TASK INPUT:
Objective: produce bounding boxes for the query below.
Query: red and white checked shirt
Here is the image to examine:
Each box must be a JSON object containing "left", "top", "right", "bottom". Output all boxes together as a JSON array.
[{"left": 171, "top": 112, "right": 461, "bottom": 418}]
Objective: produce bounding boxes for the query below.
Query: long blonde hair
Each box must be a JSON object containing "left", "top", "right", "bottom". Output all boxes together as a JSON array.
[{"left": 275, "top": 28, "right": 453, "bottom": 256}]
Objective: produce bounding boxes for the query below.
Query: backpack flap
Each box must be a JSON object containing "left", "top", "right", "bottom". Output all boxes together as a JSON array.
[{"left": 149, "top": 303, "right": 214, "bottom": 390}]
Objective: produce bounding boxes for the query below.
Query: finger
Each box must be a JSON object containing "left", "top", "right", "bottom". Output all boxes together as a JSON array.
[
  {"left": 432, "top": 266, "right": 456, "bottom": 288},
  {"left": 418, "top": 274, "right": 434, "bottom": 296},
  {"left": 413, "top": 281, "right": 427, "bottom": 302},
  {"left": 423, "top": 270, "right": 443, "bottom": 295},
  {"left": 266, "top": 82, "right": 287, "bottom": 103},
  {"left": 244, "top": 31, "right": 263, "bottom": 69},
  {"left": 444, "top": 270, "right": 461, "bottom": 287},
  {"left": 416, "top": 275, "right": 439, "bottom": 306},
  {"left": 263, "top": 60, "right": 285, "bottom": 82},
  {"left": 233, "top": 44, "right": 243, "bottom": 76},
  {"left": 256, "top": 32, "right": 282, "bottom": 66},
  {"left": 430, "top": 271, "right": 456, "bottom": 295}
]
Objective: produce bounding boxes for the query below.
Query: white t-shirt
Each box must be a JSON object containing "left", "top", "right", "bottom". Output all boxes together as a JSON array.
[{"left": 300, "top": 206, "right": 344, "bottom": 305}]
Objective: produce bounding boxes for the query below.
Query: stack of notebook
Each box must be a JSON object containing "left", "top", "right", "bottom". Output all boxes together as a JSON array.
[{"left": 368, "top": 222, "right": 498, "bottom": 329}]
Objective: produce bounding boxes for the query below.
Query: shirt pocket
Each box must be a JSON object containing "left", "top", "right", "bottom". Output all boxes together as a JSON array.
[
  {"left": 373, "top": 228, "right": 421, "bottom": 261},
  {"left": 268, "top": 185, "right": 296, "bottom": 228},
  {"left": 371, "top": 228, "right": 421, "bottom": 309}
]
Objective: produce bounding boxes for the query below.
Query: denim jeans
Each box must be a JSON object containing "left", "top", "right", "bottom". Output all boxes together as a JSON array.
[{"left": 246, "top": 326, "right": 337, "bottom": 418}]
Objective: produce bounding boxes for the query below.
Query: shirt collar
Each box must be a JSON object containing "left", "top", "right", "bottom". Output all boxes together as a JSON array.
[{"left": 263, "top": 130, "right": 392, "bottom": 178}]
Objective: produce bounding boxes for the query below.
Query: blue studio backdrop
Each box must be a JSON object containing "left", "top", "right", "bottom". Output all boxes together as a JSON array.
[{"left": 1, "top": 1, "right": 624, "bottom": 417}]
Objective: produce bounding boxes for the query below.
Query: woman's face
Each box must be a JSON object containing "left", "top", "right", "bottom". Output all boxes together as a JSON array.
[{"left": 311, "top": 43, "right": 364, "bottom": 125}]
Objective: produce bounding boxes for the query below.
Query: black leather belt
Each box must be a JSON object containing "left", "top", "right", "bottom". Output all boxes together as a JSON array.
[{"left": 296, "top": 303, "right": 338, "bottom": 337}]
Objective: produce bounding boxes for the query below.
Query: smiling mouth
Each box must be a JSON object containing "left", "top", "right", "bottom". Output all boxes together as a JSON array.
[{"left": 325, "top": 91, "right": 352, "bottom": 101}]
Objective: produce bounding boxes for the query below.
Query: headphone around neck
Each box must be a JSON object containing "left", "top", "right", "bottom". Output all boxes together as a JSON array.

EXERCISE GOAL: Write all of the records out exactly, including every line.

SOLUTION TO THE EXERCISE:
Objective: produce bounding boxes for the query below.
Query: red and white checked shirt
Here is the image to examine:
Each box must be a JSON object containing "left", "top", "right", "bottom". Output all boxes together as a JSON array.
[{"left": 171, "top": 112, "right": 461, "bottom": 418}]
Objective: produce bounding boxes for the query below.
Query: long blonde hair
Each box must be a JSON object containing "left", "top", "right", "bottom". Output all boxes together as a JSON array.
[{"left": 275, "top": 28, "right": 453, "bottom": 256}]
Objective: produce bounding boxes for the query below.
Query: backpack flap
Each box must be a JSON object containing "left", "top", "right", "bottom". Output all boxes together as a JSON array.
[{"left": 149, "top": 303, "right": 214, "bottom": 390}]
Objective: produce bounding boxes for the query below.
Query: finger
Each box must be a JSON object containing "left", "top", "right", "bottom". Output all boxes together as a JSON array.
[
  {"left": 432, "top": 266, "right": 456, "bottom": 288},
  {"left": 418, "top": 274, "right": 434, "bottom": 296},
  {"left": 413, "top": 281, "right": 427, "bottom": 302},
  {"left": 423, "top": 270, "right": 443, "bottom": 295},
  {"left": 266, "top": 82, "right": 287, "bottom": 103},
  {"left": 244, "top": 31, "right": 263, "bottom": 69},
  {"left": 444, "top": 270, "right": 461, "bottom": 287},
  {"left": 416, "top": 275, "right": 439, "bottom": 306},
  {"left": 263, "top": 60, "right": 285, "bottom": 82},
  {"left": 233, "top": 44, "right": 243, "bottom": 76},
  {"left": 256, "top": 32, "right": 282, "bottom": 66},
  {"left": 430, "top": 271, "right": 456, "bottom": 295}
]
Objective: produce bounding boxes for the query below.
Query: white t-shirt
Each box must be a JSON object containing "left", "top", "right", "bottom". Output all boxes together as a JSON array.
[{"left": 300, "top": 206, "right": 344, "bottom": 305}]
Objective: produce bounding boxes for the query below.
Query: stack of notebook
Each box must be a JSON object containing "left", "top", "right", "bottom". Output all boxes together as a JSON array.
[{"left": 368, "top": 222, "right": 498, "bottom": 329}]
Objective: produce bounding boxes for the query below.
Query: shirt pocket
Each box must be a JSON object containing "left", "top", "right", "bottom". Output all boxes together as a JSON array.
[
  {"left": 373, "top": 228, "right": 421, "bottom": 261},
  {"left": 268, "top": 185, "right": 296, "bottom": 228},
  {"left": 371, "top": 228, "right": 421, "bottom": 309}
]
Objective: produce bounding boxes for the query below.
Query: denim jeans
Each box must be a JSON object containing "left", "top", "right", "bottom". Output all boxes together as a JSON array.
[{"left": 246, "top": 326, "right": 337, "bottom": 418}]
Objective: produce bounding boxes for the query below.
Query: shirt collar
Each box must be a JSON object containing "left", "top", "right", "bottom". Output all boxes together as a JSON array.
[{"left": 263, "top": 130, "right": 392, "bottom": 178}]
Objective: produce bounding boxes for the query below.
Query: blue studio backdrop
Each box must be a JSON object containing "left", "top", "right", "bottom". Output all boxes together as a JSON array.
[{"left": 1, "top": 1, "right": 624, "bottom": 417}]
Objective: produce bounding boxes for the query below.
Query: woman's face
Each box must be a JSON object containing "left", "top", "right", "bottom". Output all boxes together as a JSON array.
[{"left": 311, "top": 43, "right": 364, "bottom": 125}]
Objective: produce bounding boxes for the query below.
Query: black leather belt
Each box must be a JSON object containing "left", "top", "right", "bottom". Output all boxes together as a JSON array.
[{"left": 296, "top": 303, "right": 338, "bottom": 337}]
Objective: produce bounding boxes for the query below.
Query: smiling mouth
Each box must be a JSON object containing "left", "top", "right", "bottom". Output all boxes together as a JSON array.
[{"left": 325, "top": 91, "right": 352, "bottom": 101}]
Objective: produce bounding boxes for the query below.
Query: headphone around neck
Each box must be a JSON object containing "left", "top", "right", "bottom". Output all boxes together as a JSON array.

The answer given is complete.